» **Work instructions**: Return, word for word, the lines running from the one that contains "Where can the house" to the final line of the listing below.

» **Material for this exercise**:

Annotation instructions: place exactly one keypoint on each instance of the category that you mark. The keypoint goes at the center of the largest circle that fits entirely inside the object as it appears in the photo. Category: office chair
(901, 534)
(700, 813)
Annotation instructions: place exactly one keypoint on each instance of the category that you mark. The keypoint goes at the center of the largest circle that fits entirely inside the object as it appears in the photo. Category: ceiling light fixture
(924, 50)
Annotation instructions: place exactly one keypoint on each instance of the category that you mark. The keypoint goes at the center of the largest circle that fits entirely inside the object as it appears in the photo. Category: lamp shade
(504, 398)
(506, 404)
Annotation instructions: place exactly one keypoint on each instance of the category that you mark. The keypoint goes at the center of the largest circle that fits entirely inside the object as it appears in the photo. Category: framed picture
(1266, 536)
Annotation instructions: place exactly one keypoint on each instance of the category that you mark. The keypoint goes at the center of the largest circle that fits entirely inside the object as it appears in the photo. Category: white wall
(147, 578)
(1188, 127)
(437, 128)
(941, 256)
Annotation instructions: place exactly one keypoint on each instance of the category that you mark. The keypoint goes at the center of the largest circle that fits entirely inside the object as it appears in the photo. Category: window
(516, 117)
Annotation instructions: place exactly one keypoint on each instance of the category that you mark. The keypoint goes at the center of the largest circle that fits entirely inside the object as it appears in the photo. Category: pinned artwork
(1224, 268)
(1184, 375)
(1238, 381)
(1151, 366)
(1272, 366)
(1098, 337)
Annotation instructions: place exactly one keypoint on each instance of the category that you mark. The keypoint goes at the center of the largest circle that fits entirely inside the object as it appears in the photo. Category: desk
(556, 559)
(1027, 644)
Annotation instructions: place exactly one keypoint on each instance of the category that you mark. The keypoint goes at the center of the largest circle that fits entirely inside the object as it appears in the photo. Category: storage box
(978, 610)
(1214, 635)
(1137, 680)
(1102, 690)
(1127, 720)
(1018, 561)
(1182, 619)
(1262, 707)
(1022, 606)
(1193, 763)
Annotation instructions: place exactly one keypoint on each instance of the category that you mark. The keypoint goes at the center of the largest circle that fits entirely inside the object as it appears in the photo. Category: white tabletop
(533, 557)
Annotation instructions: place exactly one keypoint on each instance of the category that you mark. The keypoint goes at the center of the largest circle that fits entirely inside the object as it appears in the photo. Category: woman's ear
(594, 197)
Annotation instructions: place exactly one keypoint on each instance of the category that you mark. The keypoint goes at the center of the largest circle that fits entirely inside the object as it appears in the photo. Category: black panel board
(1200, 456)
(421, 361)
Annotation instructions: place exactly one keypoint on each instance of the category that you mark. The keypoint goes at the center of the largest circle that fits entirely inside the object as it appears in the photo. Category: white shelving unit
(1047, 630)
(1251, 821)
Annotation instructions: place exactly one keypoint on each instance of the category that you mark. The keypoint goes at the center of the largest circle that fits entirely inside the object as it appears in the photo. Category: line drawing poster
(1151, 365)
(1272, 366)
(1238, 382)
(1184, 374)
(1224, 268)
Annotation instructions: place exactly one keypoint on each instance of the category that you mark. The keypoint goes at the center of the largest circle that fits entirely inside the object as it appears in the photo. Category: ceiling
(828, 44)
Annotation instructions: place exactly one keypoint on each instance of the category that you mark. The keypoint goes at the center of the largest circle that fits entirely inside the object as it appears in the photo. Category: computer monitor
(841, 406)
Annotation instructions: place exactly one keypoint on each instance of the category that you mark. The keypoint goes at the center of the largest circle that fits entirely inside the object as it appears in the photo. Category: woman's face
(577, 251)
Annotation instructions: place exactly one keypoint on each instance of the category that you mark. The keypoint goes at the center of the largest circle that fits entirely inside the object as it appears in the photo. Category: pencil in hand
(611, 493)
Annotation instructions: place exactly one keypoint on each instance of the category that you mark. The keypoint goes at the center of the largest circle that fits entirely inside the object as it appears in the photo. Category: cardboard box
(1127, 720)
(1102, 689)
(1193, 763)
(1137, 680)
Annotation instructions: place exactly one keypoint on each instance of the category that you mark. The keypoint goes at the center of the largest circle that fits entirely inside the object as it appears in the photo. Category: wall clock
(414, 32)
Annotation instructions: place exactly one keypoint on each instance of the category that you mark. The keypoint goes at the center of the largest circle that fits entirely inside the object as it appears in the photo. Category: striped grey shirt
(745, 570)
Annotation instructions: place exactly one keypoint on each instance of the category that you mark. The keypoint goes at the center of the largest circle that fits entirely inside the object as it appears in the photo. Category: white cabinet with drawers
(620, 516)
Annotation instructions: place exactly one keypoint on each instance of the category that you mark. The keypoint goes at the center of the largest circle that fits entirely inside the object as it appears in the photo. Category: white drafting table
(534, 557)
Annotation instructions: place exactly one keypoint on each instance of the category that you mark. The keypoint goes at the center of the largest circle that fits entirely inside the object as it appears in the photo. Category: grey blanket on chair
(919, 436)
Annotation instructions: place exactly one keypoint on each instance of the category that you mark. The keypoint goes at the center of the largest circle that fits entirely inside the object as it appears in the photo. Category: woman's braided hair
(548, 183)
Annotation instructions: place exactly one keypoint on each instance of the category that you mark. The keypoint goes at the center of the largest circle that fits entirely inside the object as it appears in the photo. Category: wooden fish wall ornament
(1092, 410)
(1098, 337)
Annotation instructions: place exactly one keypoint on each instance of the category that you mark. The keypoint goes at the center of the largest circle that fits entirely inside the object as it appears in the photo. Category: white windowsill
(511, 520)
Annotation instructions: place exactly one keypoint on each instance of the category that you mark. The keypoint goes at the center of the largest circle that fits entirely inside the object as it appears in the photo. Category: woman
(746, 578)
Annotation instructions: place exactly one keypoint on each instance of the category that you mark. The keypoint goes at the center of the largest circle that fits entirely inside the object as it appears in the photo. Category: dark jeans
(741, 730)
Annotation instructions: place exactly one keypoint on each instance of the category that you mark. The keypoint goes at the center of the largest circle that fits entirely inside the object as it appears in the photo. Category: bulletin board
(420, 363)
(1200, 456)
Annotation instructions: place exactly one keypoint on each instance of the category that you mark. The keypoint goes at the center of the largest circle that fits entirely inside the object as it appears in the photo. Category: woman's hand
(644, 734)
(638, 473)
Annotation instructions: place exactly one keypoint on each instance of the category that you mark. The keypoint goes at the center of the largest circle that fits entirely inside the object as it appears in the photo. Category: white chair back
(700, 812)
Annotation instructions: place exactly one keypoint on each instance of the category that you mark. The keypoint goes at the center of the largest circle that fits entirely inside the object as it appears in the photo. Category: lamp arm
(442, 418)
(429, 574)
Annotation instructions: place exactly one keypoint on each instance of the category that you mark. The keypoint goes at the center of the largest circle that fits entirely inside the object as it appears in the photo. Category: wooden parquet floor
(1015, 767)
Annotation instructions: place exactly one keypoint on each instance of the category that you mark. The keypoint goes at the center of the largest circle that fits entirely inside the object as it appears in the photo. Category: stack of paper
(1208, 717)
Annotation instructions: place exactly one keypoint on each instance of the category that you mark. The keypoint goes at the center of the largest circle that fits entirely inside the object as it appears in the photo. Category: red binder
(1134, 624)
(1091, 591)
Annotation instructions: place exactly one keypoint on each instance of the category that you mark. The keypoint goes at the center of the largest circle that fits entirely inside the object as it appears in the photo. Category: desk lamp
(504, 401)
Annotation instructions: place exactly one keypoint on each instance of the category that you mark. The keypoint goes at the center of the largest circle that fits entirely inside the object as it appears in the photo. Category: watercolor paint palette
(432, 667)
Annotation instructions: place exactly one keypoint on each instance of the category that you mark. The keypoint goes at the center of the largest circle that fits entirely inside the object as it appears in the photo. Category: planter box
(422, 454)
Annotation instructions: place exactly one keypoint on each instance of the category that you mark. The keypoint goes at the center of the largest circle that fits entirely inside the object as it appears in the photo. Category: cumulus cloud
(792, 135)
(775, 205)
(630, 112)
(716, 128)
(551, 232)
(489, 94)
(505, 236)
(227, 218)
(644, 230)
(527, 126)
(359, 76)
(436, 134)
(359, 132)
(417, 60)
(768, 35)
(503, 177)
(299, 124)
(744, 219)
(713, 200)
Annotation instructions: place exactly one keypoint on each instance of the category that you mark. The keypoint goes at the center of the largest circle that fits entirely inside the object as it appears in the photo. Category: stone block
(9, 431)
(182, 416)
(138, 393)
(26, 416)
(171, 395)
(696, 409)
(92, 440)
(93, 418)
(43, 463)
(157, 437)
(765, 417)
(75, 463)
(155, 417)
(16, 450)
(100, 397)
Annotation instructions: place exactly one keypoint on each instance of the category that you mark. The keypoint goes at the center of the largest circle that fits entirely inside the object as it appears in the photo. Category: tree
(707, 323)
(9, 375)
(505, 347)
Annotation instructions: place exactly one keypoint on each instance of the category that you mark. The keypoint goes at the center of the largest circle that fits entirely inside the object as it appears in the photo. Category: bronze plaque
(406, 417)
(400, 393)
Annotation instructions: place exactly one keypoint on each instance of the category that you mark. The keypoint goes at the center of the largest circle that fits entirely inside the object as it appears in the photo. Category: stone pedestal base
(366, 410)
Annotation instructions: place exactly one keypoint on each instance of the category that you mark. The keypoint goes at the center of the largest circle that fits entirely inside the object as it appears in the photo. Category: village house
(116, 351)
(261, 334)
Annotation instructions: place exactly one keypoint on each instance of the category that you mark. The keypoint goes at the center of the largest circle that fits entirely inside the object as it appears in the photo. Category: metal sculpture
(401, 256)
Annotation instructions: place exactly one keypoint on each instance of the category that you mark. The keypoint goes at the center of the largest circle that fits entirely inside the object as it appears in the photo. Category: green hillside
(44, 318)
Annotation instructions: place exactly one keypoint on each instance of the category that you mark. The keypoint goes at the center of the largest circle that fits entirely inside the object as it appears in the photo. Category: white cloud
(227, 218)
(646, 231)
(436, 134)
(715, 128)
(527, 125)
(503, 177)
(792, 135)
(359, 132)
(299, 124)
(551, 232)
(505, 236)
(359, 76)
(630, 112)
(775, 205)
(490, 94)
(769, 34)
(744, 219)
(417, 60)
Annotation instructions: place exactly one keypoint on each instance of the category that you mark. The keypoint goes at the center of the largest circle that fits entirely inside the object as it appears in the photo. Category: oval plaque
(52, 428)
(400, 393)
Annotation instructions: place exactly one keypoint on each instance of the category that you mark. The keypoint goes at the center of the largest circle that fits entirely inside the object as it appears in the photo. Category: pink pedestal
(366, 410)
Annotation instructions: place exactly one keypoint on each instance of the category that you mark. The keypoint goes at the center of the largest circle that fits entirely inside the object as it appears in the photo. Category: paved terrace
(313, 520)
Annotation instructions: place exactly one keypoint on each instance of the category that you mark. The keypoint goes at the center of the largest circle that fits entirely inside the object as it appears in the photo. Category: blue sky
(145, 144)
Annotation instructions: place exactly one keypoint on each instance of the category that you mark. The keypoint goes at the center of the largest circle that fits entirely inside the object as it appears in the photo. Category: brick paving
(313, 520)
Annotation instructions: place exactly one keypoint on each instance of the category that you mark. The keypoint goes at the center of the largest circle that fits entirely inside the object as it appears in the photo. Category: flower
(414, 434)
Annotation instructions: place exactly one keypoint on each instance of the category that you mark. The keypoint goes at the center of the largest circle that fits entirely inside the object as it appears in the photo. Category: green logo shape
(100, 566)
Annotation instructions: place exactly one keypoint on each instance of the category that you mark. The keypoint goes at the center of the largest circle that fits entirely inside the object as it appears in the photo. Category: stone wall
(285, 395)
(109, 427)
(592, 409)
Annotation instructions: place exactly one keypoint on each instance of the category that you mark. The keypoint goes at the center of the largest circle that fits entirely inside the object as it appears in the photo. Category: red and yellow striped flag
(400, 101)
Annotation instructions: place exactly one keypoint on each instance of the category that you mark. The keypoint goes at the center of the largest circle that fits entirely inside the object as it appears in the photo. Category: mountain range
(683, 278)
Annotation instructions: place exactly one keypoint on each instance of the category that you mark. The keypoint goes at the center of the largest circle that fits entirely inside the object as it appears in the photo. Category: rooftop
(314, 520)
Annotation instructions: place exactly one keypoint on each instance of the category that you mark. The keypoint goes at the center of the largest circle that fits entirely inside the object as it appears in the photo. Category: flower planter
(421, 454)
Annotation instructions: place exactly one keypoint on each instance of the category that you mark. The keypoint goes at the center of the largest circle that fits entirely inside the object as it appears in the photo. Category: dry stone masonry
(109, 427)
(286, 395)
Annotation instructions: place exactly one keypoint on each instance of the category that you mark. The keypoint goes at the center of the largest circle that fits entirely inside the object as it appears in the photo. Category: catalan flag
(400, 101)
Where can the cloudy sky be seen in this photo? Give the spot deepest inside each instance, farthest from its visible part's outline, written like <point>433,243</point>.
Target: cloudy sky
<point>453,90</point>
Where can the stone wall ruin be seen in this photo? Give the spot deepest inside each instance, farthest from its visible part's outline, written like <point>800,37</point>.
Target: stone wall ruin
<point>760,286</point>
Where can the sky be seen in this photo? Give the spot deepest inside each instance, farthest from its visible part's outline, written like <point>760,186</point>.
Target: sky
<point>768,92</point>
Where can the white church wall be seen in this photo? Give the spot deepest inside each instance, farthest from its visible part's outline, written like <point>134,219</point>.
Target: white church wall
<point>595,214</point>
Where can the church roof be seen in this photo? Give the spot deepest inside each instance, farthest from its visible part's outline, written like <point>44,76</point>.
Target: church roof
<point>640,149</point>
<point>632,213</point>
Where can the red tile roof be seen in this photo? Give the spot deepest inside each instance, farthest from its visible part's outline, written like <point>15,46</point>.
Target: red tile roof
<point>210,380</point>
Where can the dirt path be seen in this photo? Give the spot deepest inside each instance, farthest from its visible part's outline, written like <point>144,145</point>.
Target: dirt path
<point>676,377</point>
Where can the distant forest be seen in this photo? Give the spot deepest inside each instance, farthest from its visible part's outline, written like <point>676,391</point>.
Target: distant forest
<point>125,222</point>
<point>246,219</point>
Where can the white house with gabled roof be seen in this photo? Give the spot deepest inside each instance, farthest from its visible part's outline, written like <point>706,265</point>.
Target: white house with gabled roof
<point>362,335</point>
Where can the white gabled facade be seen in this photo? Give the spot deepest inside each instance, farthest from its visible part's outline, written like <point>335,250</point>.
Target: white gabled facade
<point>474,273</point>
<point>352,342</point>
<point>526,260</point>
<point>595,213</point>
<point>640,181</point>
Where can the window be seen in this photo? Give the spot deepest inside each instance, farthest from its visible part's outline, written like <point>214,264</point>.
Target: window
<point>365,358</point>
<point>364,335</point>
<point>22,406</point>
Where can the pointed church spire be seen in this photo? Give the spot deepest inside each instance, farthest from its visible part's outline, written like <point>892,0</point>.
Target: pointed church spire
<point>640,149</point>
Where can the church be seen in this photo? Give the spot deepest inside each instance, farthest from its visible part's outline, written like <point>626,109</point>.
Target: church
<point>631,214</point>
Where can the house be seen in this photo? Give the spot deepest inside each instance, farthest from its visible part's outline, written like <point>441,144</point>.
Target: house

» **Answer below**:
Where can the house be seen in this photo? Give the spot deepest inside each instance, farthest from its visible part's outline, written like <point>441,144</point>.
Target: house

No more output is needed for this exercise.